# Supplied material:
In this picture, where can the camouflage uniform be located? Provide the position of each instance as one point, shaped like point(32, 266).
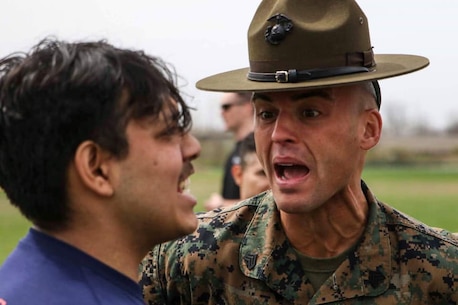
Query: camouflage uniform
point(241, 256)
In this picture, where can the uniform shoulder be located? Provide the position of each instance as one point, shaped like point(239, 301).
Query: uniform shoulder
point(412, 228)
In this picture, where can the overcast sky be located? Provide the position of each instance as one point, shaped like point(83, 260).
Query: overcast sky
point(204, 37)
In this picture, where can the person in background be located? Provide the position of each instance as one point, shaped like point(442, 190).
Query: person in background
point(320, 236)
point(237, 113)
point(249, 174)
point(95, 151)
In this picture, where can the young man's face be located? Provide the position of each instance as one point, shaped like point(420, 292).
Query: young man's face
point(150, 187)
point(251, 178)
point(311, 143)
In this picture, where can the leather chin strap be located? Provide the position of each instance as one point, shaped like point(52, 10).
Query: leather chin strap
point(294, 76)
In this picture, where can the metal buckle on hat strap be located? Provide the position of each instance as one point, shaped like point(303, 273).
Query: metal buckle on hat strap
point(293, 75)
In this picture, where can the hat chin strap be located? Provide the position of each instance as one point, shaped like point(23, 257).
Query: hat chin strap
point(294, 76)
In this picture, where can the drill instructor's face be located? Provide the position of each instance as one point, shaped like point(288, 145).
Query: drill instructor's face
point(311, 143)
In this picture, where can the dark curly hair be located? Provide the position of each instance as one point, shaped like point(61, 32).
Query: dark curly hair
point(61, 94)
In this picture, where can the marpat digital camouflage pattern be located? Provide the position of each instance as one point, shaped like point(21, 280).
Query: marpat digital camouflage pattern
point(241, 256)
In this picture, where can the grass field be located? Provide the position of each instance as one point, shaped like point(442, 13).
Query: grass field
point(428, 194)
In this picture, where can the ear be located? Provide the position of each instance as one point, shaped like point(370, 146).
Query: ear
point(236, 171)
point(372, 129)
point(93, 167)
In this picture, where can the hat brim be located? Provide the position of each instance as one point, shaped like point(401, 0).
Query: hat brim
point(388, 65)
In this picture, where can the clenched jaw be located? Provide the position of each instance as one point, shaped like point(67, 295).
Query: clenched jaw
point(184, 181)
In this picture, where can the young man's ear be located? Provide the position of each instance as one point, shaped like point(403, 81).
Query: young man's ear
point(93, 167)
point(236, 171)
point(372, 129)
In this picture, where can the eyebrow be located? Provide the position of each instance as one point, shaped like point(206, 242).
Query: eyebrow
point(325, 94)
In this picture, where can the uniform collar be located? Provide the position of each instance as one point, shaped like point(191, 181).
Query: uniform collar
point(266, 255)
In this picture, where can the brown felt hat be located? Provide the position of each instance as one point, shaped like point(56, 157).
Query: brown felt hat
point(294, 44)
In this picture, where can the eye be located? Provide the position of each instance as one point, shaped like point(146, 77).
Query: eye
point(310, 113)
point(265, 115)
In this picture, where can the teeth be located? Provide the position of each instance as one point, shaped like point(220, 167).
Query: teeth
point(185, 186)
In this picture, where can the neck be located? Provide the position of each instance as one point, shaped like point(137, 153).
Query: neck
point(331, 230)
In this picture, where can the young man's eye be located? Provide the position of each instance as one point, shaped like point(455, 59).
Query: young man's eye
point(265, 115)
point(310, 113)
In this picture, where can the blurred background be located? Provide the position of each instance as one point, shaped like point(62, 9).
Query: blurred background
point(414, 168)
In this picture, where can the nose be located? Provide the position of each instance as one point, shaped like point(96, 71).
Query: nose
point(191, 147)
point(284, 129)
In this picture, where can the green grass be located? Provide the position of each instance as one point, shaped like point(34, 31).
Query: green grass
point(428, 194)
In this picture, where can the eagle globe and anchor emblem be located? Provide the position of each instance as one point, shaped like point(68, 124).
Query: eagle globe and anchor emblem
point(276, 33)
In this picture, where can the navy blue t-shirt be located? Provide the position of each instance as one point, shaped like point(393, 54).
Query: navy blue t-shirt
point(43, 270)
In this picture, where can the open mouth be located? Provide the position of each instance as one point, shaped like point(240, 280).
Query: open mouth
point(183, 185)
point(289, 171)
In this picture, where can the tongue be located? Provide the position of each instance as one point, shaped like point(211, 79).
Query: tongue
point(295, 171)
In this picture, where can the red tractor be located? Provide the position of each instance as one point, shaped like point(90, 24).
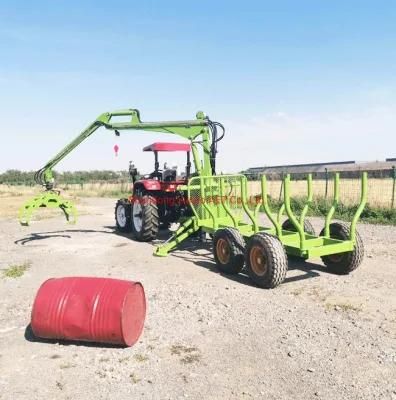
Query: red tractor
point(157, 199)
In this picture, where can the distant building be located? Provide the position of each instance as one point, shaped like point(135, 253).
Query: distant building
point(321, 169)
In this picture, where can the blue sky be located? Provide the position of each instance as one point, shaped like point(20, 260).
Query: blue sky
point(292, 81)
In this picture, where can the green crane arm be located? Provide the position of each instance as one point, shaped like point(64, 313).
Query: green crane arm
point(189, 129)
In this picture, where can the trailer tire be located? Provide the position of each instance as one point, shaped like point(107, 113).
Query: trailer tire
point(122, 214)
point(228, 250)
point(266, 260)
point(343, 263)
point(144, 218)
point(308, 227)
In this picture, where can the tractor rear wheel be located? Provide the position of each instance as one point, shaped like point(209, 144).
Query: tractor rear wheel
point(343, 263)
point(228, 250)
point(266, 260)
point(122, 214)
point(145, 218)
point(308, 228)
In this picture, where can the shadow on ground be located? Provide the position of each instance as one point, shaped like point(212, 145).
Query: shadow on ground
point(31, 237)
point(31, 337)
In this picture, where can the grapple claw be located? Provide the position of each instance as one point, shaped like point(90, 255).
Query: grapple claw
point(51, 199)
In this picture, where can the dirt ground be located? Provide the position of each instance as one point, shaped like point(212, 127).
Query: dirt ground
point(207, 335)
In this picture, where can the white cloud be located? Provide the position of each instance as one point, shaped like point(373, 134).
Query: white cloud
point(281, 138)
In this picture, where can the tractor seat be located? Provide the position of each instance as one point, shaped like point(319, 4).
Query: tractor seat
point(170, 175)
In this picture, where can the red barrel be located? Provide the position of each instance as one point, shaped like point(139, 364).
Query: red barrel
point(90, 309)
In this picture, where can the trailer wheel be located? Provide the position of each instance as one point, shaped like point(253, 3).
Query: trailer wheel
point(266, 260)
point(228, 250)
point(145, 218)
point(122, 214)
point(343, 263)
point(308, 228)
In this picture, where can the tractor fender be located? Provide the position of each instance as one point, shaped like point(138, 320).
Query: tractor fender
point(148, 184)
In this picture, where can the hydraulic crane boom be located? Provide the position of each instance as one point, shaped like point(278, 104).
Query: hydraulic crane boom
point(201, 127)
point(189, 129)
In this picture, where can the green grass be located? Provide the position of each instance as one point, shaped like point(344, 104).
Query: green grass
point(320, 207)
point(15, 270)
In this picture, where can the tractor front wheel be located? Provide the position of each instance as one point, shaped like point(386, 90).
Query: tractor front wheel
point(123, 215)
point(145, 218)
point(343, 263)
point(266, 260)
point(228, 250)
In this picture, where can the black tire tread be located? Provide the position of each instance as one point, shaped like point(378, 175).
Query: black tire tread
point(150, 218)
point(276, 255)
point(237, 246)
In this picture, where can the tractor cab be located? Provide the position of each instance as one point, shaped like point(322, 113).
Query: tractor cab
point(169, 173)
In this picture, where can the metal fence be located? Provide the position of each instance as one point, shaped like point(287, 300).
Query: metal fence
point(381, 186)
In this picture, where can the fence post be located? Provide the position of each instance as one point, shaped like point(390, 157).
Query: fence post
point(327, 182)
point(394, 186)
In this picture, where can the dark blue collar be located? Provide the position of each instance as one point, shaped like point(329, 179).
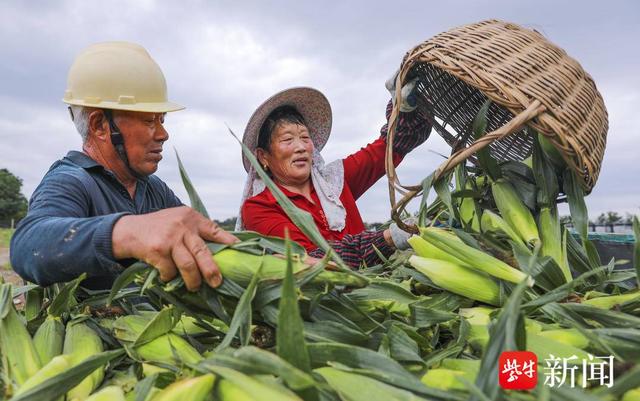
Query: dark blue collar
point(84, 161)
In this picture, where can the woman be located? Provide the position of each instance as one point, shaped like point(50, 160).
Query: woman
point(287, 133)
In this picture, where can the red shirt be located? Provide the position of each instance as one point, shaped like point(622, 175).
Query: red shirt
point(263, 214)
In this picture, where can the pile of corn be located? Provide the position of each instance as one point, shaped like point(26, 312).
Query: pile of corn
point(491, 270)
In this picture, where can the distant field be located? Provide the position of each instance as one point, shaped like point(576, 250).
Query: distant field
point(5, 237)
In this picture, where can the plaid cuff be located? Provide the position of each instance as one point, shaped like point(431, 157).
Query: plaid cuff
point(411, 131)
point(358, 248)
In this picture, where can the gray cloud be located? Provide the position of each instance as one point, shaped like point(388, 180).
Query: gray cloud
point(222, 59)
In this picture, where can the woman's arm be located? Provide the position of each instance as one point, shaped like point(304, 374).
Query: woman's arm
point(365, 167)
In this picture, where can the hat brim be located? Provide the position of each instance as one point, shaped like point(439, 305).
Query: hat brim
point(310, 103)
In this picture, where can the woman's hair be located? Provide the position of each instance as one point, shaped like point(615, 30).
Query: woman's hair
point(282, 114)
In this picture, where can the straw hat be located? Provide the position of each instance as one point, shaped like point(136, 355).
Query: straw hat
point(310, 103)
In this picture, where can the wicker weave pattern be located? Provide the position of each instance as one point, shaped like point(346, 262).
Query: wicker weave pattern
point(513, 67)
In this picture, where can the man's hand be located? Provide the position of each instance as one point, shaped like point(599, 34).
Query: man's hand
point(172, 240)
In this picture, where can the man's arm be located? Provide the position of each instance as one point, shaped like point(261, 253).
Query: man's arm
point(56, 242)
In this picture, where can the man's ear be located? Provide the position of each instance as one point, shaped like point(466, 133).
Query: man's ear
point(98, 125)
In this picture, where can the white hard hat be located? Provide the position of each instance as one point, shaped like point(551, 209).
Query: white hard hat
point(119, 76)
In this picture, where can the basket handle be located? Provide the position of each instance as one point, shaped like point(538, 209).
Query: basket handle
point(532, 111)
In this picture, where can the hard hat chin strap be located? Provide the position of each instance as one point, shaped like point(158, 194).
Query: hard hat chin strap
point(117, 139)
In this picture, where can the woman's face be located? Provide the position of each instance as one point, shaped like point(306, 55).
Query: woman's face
point(290, 154)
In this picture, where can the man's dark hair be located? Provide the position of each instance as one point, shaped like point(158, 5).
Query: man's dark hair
point(282, 114)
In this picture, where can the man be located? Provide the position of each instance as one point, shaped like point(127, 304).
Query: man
point(102, 208)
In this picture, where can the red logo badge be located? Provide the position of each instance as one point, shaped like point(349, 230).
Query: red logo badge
point(518, 370)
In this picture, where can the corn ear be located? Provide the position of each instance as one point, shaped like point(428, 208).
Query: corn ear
point(610, 301)
point(514, 211)
point(631, 395)
point(57, 365)
point(552, 239)
point(192, 389)
point(109, 393)
point(567, 336)
point(241, 266)
point(49, 338)
point(458, 279)
point(168, 348)
point(228, 391)
point(80, 343)
point(446, 379)
point(425, 249)
point(475, 258)
point(15, 342)
point(492, 223)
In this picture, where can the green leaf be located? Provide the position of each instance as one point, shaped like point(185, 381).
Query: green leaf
point(162, 323)
point(577, 207)
point(269, 363)
point(636, 248)
point(507, 334)
point(241, 320)
point(354, 387)
point(125, 278)
point(66, 297)
point(58, 385)
point(196, 202)
point(545, 176)
point(290, 342)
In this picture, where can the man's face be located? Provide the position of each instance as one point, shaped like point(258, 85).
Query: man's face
point(144, 135)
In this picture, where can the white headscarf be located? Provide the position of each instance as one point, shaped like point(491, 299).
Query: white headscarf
point(328, 181)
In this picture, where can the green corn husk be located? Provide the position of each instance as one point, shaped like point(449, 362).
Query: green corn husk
point(447, 379)
point(467, 208)
point(631, 395)
point(192, 389)
point(425, 249)
point(80, 343)
point(567, 336)
point(610, 301)
point(109, 393)
point(552, 239)
point(49, 339)
point(16, 344)
point(57, 365)
point(241, 266)
point(544, 347)
point(355, 387)
point(464, 365)
point(492, 223)
point(458, 279)
point(168, 348)
point(475, 258)
point(514, 211)
point(228, 391)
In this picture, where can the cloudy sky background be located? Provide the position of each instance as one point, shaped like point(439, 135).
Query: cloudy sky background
point(222, 59)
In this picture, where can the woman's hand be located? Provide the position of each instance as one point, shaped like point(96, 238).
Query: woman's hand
point(408, 100)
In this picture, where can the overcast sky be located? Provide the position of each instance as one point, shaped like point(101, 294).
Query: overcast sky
point(222, 59)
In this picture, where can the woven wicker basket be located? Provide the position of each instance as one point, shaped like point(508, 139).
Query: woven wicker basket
point(530, 82)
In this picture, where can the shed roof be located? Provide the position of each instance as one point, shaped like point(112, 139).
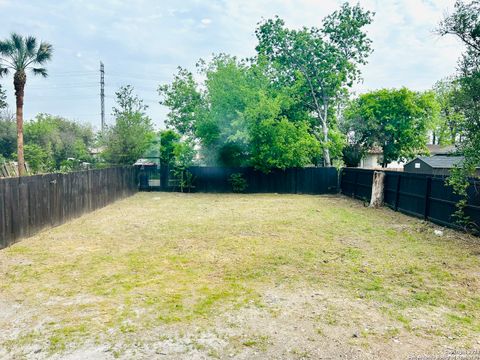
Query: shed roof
point(441, 162)
point(441, 149)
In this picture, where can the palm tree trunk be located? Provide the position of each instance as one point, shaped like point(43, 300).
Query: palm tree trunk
point(19, 80)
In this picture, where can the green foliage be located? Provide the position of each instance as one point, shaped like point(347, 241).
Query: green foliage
point(394, 120)
point(352, 155)
point(168, 140)
point(238, 182)
point(245, 120)
point(276, 142)
point(59, 138)
point(132, 134)
point(18, 53)
point(183, 154)
point(38, 159)
point(324, 62)
point(8, 137)
point(464, 23)
point(445, 125)
point(184, 100)
point(3, 98)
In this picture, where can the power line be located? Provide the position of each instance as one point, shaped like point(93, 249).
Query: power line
point(102, 94)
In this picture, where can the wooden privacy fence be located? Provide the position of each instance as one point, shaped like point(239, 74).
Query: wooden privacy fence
point(31, 203)
point(290, 181)
point(420, 195)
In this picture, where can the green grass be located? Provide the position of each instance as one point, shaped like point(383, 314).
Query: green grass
point(156, 259)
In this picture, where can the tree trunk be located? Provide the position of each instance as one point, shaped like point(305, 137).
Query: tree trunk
point(377, 189)
point(326, 150)
point(19, 80)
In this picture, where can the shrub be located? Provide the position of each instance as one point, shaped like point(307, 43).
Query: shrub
point(239, 184)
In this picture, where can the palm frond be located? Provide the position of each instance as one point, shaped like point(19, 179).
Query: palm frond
point(3, 71)
point(6, 48)
point(30, 45)
point(44, 53)
point(40, 71)
point(17, 41)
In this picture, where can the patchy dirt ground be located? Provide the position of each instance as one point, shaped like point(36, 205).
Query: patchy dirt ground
point(172, 276)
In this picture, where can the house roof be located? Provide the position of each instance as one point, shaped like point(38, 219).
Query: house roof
point(440, 162)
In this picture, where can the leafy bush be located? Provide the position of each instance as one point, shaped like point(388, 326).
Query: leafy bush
point(239, 184)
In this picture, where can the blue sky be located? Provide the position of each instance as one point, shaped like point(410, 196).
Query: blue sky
point(142, 42)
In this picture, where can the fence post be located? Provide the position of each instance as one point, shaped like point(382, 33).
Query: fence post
point(397, 191)
point(428, 187)
point(355, 181)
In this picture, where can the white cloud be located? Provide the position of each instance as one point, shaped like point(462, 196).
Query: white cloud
point(144, 41)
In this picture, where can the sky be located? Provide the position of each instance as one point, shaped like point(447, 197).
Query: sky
point(142, 43)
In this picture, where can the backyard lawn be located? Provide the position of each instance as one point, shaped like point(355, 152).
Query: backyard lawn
point(168, 275)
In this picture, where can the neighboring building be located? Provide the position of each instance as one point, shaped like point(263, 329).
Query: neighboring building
point(435, 150)
point(373, 158)
point(438, 165)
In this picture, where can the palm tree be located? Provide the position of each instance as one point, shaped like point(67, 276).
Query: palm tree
point(19, 54)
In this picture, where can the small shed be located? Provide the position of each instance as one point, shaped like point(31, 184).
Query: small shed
point(439, 165)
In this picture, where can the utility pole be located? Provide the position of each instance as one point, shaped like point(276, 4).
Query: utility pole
point(102, 94)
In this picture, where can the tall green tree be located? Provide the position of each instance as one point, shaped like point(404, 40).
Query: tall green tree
point(444, 127)
point(168, 140)
point(325, 61)
point(20, 54)
point(132, 134)
point(464, 23)
point(59, 138)
point(185, 102)
point(241, 118)
point(394, 120)
point(3, 98)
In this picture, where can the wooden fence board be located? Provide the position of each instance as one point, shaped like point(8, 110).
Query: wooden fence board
point(29, 204)
point(419, 195)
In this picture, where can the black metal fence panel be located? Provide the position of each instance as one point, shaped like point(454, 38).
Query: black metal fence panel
point(289, 181)
point(211, 179)
point(31, 203)
point(419, 195)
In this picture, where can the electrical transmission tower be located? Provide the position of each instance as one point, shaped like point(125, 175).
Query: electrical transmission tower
point(102, 94)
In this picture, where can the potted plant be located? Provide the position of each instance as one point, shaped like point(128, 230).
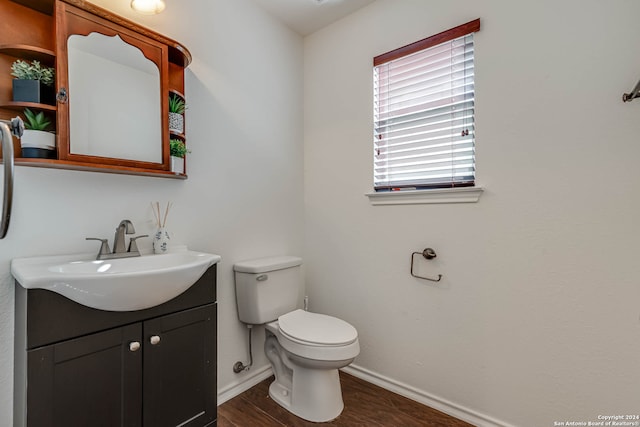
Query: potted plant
point(37, 140)
point(177, 150)
point(33, 82)
point(177, 107)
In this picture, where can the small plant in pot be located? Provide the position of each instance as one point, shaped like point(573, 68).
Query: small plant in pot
point(177, 150)
point(37, 140)
point(177, 107)
point(33, 82)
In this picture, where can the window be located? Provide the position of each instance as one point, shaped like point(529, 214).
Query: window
point(424, 113)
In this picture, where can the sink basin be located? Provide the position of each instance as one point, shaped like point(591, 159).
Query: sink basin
point(124, 284)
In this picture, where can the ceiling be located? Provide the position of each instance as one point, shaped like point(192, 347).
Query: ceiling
point(308, 16)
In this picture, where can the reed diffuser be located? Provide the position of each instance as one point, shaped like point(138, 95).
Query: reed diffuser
point(161, 237)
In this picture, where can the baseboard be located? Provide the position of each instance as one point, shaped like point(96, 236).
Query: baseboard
point(247, 382)
point(425, 398)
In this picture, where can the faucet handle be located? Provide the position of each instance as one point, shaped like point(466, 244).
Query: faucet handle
point(133, 246)
point(104, 247)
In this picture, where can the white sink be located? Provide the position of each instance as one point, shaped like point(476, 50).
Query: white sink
point(124, 284)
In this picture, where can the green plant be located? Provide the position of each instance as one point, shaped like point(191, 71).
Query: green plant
point(177, 104)
point(23, 70)
point(177, 148)
point(36, 121)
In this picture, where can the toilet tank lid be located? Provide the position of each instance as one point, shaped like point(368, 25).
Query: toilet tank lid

# Work request:
Every line in the data that holds "toilet" should be copied out.

# Answer for this exercise:
In this picture, where can the toilet tank lid be located? Provide the position of each instance as one point, shaped like point(368, 25).
Query: toilet tank lid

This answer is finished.